Action item
Please print each record below exactly as it is written.

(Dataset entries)
▶

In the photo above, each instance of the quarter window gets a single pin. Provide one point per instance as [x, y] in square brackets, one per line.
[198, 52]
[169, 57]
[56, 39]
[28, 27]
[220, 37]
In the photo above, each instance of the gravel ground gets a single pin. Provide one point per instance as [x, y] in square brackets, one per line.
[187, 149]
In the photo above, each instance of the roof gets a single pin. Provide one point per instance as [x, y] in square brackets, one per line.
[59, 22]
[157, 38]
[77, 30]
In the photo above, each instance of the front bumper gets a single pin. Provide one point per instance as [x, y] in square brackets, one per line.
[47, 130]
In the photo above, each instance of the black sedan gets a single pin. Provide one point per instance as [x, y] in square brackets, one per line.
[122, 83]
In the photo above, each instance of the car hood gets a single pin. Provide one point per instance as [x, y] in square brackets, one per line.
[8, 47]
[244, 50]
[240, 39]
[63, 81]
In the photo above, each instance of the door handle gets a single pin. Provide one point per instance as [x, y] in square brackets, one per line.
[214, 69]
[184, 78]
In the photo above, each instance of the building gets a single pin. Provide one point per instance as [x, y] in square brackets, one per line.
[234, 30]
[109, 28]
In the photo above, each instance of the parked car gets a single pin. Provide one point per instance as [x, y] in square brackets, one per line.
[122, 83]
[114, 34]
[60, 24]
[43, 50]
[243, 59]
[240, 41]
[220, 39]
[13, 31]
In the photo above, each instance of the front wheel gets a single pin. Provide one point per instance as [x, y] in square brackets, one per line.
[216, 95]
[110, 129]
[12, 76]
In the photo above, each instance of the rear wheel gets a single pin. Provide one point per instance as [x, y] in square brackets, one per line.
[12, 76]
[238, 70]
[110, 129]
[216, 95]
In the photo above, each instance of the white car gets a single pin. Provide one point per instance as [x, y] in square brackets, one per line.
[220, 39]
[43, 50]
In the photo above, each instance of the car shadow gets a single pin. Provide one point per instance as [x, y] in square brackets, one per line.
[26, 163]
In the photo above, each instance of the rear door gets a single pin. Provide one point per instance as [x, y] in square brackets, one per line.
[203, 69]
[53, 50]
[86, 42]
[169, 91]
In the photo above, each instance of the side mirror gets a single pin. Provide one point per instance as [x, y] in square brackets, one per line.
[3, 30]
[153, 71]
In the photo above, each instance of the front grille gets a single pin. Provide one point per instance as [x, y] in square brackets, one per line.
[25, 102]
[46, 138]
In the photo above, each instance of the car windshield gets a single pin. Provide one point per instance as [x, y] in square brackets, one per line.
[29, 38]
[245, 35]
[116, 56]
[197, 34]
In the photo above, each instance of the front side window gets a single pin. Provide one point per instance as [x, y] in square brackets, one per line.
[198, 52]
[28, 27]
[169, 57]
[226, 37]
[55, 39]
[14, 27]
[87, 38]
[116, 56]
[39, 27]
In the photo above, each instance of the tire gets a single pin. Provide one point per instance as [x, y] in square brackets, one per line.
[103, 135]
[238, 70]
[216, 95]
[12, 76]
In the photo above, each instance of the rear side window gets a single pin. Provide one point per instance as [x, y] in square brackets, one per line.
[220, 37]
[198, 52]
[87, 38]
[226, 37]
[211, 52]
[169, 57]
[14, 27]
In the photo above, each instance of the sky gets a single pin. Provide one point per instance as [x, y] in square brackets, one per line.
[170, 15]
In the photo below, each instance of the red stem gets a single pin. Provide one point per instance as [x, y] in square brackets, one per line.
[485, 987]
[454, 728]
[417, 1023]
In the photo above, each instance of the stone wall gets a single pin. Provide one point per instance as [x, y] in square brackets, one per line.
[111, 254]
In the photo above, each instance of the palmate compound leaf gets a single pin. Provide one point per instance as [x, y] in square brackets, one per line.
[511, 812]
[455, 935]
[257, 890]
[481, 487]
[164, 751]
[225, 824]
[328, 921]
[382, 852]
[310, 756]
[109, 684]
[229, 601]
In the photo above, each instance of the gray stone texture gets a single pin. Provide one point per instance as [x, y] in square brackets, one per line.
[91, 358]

◀

Result for this exercise
In the photo above, each instance of the quarter window gets a single pin. Provide one point per instance as [x, y] in square brackets, one per line.
[198, 52]
[169, 57]
[56, 39]
[28, 27]
[220, 37]
In the photo above, each instance of the gravel ground gets a single pin. Provide one point per instance as [x, y] in square brackets, one per line.
[187, 149]
In the photo above, each instance of the roof gets a single pin. Provide one point per instance as [x, y] in square brackets, one per line.
[59, 22]
[157, 38]
[77, 30]
In the photo above, each instance of the front bumper gets a single pin. Provide one point per instance as [x, y] in square brackets, one per line.
[47, 130]
In the photo above, each instance of the black sedan gets a single pin. Provide one point per instance as [x, y] in square brackets, one per line.
[122, 83]
In the photo above, each instance of the car hood gets a single pin. Provide one point per instance as [x, y] in square brackets, one per line.
[8, 47]
[244, 50]
[240, 39]
[63, 81]
In the photo above, each instance of the door handle gets a single pin. Provide one point per instance as [x, y] in square brackets, one per line.
[214, 69]
[184, 78]
In the photo above, each instance of the building gets a single pin. Provide one point per instance as [x, y] in square brackets, one per line.
[234, 30]
[109, 28]
In the photo above, each instance of the parked car gets a single pin. Provide one point per instance as [x, y] in square brackets, one per line.
[122, 83]
[114, 34]
[60, 24]
[43, 50]
[243, 59]
[240, 41]
[220, 39]
[13, 31]
In the photo above, each instance of the front wheel gets a single pin. Provide one point per instance as [x, y] in square brackets, one per line.
[216, 95]
[110, 129]
[12, 76]
In the photo above, each instance of the rear wheel gets a single pin. Provide one point per instance as [x, y] in square brackets, one per line.
[12, 76]
[238, 70]
[110, 129]
[216, 95]
In the photo above, each instance of the white car gets a single pin. Provide one point per instance as [x, y] in square brackets, one per line.
[220, 39]
[43, 50]
In the photo above, each instance of the car shadow gets a single pin. Provide one point per instance as [x, y] in square brackets, one per line.
[26, 163]
In the photo above, each instance of the rear door gets a single pin. Provide one point per instance as [x, y] in square brackets, one per line.
[203, 69]
[53, 50]
[86, 42]
[169, 91]
In the photo above, each instance of the side mirror gets a single pin. Provide one point per instance as [x, y] in square brackets, one per line.
[3, 30]
[153, 71]
In the photo above, each instance of the front grille gets a single pin. Provide one point per instance as [x, y] in square brackets, one per line.
[25, 102]
[46, 138]
In the photo above, each instance of the car windshield gets a single pin. Provide one point per instance as [x, y] in square brackets, one per line.
[29, 38]
[245, 35]
[116, 56]
[197, 34]
In the photo above, each instance of the front side window gets a single pin. Provide one point per instance as [x, y] in square brackets, one per line.
[198, 52]
[28, 27]
[169, 57]
[226, 37]
[55, 39]
[14, 27]
[87, 38]
[116, 56]
[39, 27]
In the photo above, each instance of the tire gets a single pin. Provide one point per instance as [x, y] in square brackets, one per line.
[103, 135]
[238, 70]
[216, 95]
[12, 76]
In the photo above, each instance of the rear side window gets a single pin. Provide one point per instance as [x, y] in square brackets, one per line.
[220, 37]
[198, 52]
[87, 38]
[226, 37]
[211, 52]
[169, 57]
[14, 27]
In the photo above, each instance of the sky gets a single pin. Provide one point per instance as [x, y] in square brackets, one per line.
[170, 15]
In the photo below, each instance of the red stem gets a single pin. Provide one point per instance as [x, y] in square brackets, one per line.
[485, 987]
[454, 728]
[417, 1023]
In the photo above, each instance of the stone wall gets a single pin. Provide one point per instance as [x, y] in square brackets, one per line.
[111, 254]
In the photo above, each instance of the palmate compound leaf gets a single pin. Provide one point per instance as [x, y] in square brackets, one per line.
[511, 812]
[455, 935]
[257, 890]
[481, 487]
[164, 751]
[225, 824]
[328, 921]
[382, 852]
[310, 756]
[109, 684]
[229, 601]
In the photo above, each instance of the gray stone texture gets a single pin. Provide one point per instance as [x, y] in square brackets, one per line.
[91, 358]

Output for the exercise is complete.